■ Exercise prompt ■
Look through the entries below and count the lines with the word "clicks" in them; give only the number.

[Collected data entries]
= Beginning of Section =

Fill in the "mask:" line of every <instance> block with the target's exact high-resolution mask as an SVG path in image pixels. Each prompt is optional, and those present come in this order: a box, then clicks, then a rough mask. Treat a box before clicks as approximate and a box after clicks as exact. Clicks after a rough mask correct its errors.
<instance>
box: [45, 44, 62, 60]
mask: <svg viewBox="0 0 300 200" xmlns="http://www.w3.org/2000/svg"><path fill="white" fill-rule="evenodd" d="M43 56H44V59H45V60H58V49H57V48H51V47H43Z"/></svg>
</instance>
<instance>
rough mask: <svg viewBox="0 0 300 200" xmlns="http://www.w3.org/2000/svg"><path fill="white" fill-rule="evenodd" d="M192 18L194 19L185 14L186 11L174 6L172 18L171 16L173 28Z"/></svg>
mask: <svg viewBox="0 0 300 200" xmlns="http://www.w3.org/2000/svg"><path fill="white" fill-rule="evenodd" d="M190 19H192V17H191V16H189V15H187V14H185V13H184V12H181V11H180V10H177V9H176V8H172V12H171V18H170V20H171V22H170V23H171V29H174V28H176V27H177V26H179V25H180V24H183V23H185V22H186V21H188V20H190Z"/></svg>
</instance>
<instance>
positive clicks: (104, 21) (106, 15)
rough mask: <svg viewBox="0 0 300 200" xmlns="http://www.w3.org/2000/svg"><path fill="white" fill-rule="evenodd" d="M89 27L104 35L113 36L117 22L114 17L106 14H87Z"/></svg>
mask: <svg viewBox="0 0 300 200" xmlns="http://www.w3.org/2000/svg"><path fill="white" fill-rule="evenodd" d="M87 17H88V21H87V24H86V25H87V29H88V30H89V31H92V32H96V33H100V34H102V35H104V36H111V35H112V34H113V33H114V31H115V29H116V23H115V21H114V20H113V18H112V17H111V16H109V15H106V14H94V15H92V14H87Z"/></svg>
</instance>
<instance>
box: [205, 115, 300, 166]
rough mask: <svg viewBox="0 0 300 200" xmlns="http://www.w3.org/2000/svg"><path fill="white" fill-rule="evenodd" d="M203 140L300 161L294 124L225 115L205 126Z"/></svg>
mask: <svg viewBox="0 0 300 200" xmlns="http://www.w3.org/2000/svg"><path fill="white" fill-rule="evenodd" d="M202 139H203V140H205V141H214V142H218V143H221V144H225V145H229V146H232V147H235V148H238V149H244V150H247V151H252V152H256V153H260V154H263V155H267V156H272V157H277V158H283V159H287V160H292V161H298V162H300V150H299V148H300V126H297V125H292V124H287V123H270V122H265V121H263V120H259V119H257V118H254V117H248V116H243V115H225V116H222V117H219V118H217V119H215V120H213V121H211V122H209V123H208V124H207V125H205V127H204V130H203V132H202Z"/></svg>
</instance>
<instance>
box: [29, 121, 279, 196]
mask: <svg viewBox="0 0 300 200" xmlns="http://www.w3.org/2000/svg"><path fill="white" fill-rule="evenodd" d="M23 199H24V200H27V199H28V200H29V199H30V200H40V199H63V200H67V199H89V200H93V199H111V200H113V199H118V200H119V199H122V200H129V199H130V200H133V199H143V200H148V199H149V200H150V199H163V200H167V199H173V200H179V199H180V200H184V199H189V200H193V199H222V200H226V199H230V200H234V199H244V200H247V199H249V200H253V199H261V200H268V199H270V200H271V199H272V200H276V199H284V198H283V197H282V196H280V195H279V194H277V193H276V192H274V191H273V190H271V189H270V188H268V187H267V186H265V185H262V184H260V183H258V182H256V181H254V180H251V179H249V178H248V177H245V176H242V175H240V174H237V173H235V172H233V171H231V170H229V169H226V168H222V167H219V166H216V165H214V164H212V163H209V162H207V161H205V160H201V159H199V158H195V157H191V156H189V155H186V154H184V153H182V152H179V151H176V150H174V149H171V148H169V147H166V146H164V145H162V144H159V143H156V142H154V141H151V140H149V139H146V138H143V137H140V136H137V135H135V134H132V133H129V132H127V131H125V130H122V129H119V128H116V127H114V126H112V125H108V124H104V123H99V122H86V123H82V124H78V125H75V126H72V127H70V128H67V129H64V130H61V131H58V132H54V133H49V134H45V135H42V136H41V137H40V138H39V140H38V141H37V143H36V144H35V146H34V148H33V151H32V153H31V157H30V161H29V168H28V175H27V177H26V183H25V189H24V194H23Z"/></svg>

= End of Section =

■ Answer box ■
2